### EXERCISE DIRECTIONS
Reproduce everything from "Copyright . 1999" down to "article you posted." in the passage on semiconductor vendors, substituting "bond market" for "stock market".

### PASSAGE TO READ
--- --- ---
Copyright . 1999 CMP Media Inc.
-- Gayla Dunbar (email@example.com), January 31, 1999
Fiscal year roll-overs in April aren't what's going to cause panic. If I had to pick just one reason why the stock market and banks are in danger, it's the situation described in the article you posted.
Vendors be aware!
-- Kevin (firstname.lastname@example.org), January 31, 1999.
Many indusdries will be late with even that. It takes up to 2 Years for the semiconductor industrie to test and aprove new vendors of equipment attached to plasma chambers.As an example RF and DC supply vendors know that the average time between design and being spect in on a system is about 1.5-2 years and plan ahead accordingly. The problem is that a change from brand x vendr to brand y vendor could screw up many of the delicate chemical depositon and etching processes. The result would be that the specifications for a transistor, diode, or chip will not be reproducable and this Mfg. is not able to produce this part. If this is a ee-prom, e-prom or processor needed to replace Y2k damaged product... guess what... it will take even longer to fix those problems. Yes I know.... there are nummerous engineers out there who are able to rebuild the recipe and get on with production. This takes a lot of time and if more than one or two steps are involved then one might as well redevelope the entire recipe. To develope and test a semiconductor recipe ( there are numerous steps and recipe's involved to make a single simple chip not even to speek of a processor or e-prom) will take month to years.
--- --- ---
(Image-grounded pointing data)

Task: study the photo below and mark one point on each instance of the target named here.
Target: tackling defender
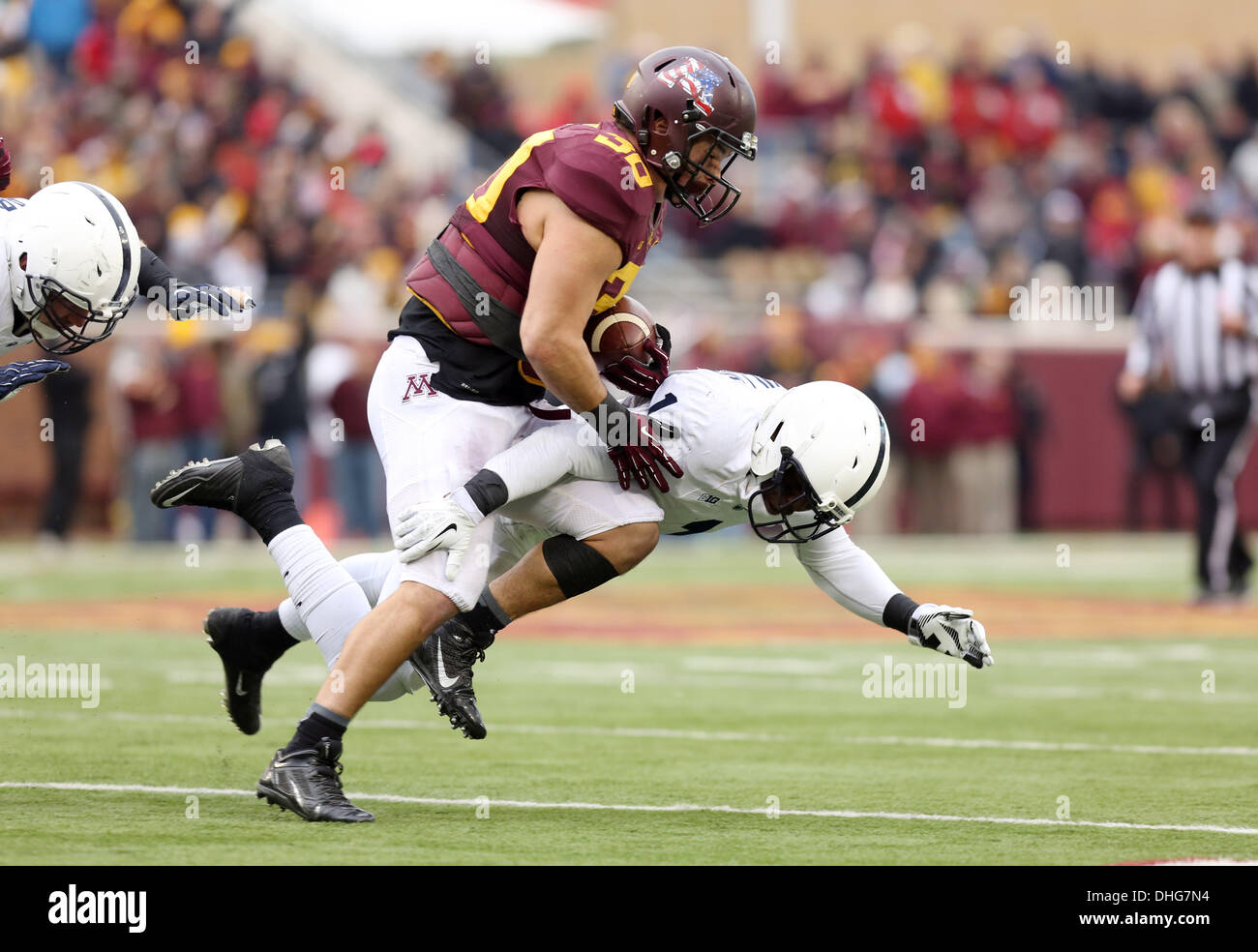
(499, 302)
(797, 463)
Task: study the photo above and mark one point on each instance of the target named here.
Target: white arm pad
(847, 574)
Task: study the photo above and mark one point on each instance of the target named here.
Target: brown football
(620, 330)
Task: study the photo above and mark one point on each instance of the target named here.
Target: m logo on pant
(418, 385)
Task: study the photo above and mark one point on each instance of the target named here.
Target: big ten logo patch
(418, 385)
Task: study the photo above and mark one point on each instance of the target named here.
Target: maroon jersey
(599, 175)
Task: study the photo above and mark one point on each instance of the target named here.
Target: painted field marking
(654, 808)
(679, 734)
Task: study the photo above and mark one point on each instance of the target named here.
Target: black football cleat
(229, 636)
(309, 783)
(444, 662)
(231, 483)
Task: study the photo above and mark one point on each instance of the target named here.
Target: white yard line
(652, 808)
(677, 734)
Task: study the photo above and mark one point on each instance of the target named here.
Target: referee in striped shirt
(1196, 338)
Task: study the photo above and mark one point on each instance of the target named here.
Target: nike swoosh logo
(433, 548)
(172, 499)
(440, 669)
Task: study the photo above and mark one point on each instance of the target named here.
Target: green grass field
(746, 736)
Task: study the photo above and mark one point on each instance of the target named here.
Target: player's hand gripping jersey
(469, 288)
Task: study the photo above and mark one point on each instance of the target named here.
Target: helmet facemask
(63, 321)
(691, 184)
(787, 508)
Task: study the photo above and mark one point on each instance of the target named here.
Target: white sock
(368, 569)
(326, 598)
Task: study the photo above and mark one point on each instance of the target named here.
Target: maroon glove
(5, 166)
(636, 377)
(632, 447)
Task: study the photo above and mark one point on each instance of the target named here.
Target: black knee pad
(577, 566)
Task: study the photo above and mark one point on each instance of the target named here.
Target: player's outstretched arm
(15, 376)
(854, 580)
(183, 301)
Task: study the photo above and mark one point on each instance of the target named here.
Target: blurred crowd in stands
(917, 192)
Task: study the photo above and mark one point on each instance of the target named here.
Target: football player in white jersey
(71, 265)
(796, 464)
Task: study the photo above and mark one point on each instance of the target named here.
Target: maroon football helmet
(700, 93)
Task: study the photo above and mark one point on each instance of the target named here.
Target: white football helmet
(819, 454)
(80, 268)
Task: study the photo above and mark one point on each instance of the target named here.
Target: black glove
(632, 447)
(185, 301)
(194, 300)
(15, 376)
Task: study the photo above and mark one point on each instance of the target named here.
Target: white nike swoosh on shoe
(171, 500)
(440, 669)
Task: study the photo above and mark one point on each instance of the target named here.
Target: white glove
(432, 525)
(950, 630)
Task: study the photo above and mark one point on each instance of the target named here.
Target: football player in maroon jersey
(494, 321)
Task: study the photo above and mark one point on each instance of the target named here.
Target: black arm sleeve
(154, 273)
(898, 611)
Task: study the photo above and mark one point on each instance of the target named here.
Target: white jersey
(708, 419)
(8, 338)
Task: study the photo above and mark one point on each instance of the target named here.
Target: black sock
(269, 638)
(271, 515)
(486, 619)
(314, 727)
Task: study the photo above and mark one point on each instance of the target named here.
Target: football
(619, 331)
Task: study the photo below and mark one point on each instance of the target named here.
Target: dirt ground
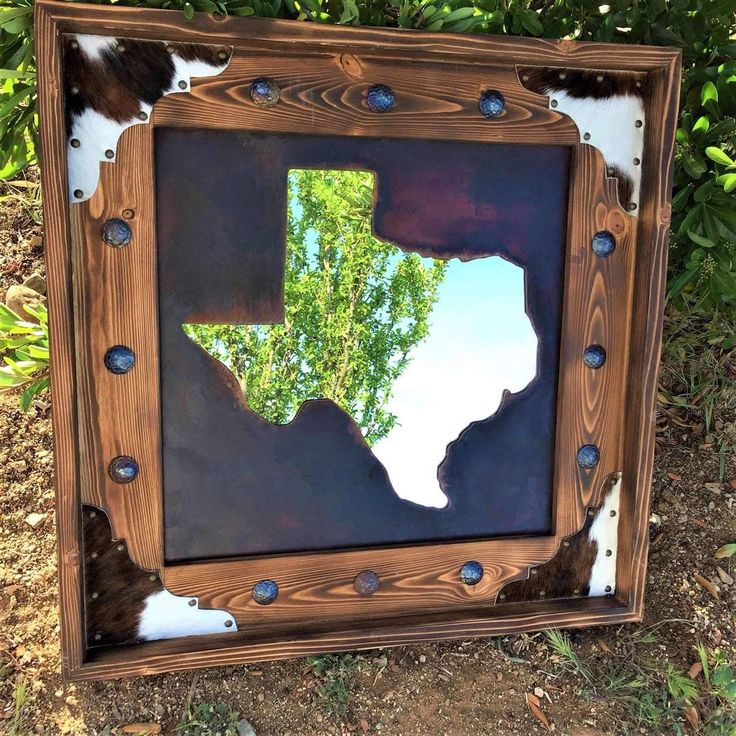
(462, 688)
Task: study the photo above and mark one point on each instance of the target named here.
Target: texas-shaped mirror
(359, 340)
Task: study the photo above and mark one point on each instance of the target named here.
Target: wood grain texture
(421, 598)
(258, 34)
(650, 280)
(320, 586)
(61, 331)
(221, 650)
(325, 94)
(116, 303)
(597, 311)
(590, 410)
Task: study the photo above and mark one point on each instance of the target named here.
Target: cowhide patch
(585, 564)
(125, 604)
(608, 110)
(111, 84)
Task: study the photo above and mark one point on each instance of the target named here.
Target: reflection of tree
(355, 307)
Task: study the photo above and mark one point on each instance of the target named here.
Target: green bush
(704, 207)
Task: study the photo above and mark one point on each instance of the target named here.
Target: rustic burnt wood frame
(333, 617)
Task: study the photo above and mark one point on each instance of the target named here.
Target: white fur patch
(604, 531)
(97, 134)
(166, 616)
(611, 124)
(93, 46)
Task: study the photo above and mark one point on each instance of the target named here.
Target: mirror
(414, 349)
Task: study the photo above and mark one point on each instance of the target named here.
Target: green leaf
(701, 126)
(719, 156)
(459, 14)
(728, 182)
(700, 240)
(532, 24)
(31, 391)
(709, 96)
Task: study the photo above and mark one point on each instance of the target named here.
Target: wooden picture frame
(103, 296)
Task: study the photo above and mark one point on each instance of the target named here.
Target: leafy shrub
(704, 207)
(24, 347)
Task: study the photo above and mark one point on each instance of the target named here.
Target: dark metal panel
(235, 484)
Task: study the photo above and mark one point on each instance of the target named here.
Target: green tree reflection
(355, 306)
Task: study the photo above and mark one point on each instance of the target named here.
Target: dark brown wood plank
(325, 94)
(606, 413)
(61, 329)
(259, 33)
(650, 281)
(591, 403)
(207, 651)
(116, 304)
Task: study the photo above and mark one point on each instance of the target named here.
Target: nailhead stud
(366, 583)
(588, 456)
(123, 469)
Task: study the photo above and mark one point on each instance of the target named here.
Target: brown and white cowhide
(585, 564)
(608, 109)
(112, 83)
(125, 604)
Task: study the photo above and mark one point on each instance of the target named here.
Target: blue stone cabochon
(265, 92)
(588, 456)
(594, 356)
(380, 98)
(491, 103)
(123, 469)
(116, 232)
(265, 592)
(471, 573)
(603, 243)
(119, 359)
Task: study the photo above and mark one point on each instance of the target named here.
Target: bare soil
(459, 689)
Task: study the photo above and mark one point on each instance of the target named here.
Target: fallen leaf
(533, 702)
(33, 520)
(728, 550)
(710, 587)
(142, 729)
(692, 715)
(695, 670)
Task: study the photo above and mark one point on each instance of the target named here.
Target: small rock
(34, 519)
(36, 282)
(244, 728)
(20, 297)
(724, 576)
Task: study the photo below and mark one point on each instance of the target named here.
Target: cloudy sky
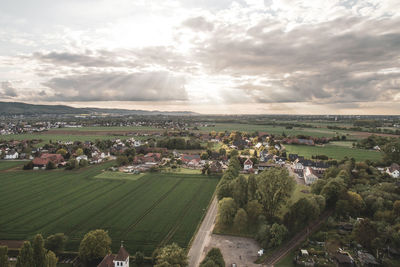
(208, 56)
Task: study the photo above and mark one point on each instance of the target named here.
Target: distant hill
(16, 108)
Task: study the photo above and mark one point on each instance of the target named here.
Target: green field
(8, 164)
(119, 176)
(334, 151)
(154, 210)
(59, 137)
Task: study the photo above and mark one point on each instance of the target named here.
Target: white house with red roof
(248, 165)
(119, 260)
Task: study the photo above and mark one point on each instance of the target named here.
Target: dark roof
(107, 261)
(122, 254)
(342, 258)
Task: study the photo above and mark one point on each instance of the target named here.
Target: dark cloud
(7, 91)
(198, 24)
(335, 61)
(151, 86)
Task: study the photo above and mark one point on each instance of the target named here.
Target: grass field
(59, 137)
(8, 164)
(154, 210)
(334, 151)
(119, 176)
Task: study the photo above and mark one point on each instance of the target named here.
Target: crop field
(334, 151)
(8, 164)
(277, 130)
(154, 210)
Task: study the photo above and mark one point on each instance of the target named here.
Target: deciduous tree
(274, 187)
(94, 245)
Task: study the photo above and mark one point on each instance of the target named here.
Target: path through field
(196, 252)
(296, 240)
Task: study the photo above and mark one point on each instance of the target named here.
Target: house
(394, 170)
(265, 165)
(297, 167)
(367, 259)
(119, 260)
(187, 158)
(12, 154)
(215, 167)
(44, 159)
(343, 259)
(248, 165)
(81, 157)
(309, 176)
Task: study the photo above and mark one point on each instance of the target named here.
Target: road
(203, 236)
(296, 240)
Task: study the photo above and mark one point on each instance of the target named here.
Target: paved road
(203, 236)
(296, 240)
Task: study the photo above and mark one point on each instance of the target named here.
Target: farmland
(335, 151)
(156, 209)
(9, 164)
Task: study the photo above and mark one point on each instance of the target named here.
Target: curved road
(203, 235)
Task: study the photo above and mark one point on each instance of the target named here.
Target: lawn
(8, 164)
(157, 209)
(271, 129)
(119, 176)
(334, 151)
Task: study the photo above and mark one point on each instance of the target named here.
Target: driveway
(203, 236)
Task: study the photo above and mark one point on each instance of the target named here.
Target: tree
(25, 256)
(240, 221)
(251, 187)
(51, 259)
(278, 233)
(50, 165)
(171, 255)
(333, 190)
(364, 232)
(274, 187)
(62, 151)
(122, 160)
(72, 164)
(301, 213)
(139, 258)
(39, 253)
(226, 211)
(391, 151)
(79, 152)
(213, 258)
(4, 256)
(239, 191)
(94, 245)
(356, 203)
(254, 210)
(396, 207)
(55, 242)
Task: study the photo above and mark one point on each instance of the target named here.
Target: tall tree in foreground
(274, 188)
(4, 256)
(39, 253)
(172, 255)
(94, 245)
(25, 256)
(51, 259)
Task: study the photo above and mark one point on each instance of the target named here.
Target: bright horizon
(231, 57)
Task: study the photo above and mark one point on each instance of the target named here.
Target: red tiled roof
(107, 261)
(122, 254)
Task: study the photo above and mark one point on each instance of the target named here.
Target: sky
(206, 56)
--- --- ---
### COMPLETED TASK
Copyright . 1999 CMP Media Inc.
-- Gayla Dunbar (email@example.com), January 31, 1999
Fiscal year roll-overs in April aren't what's going to cause panic. If I had to pick just one reason why the bond market and banks are in danger, it's the situation described in the article you posted.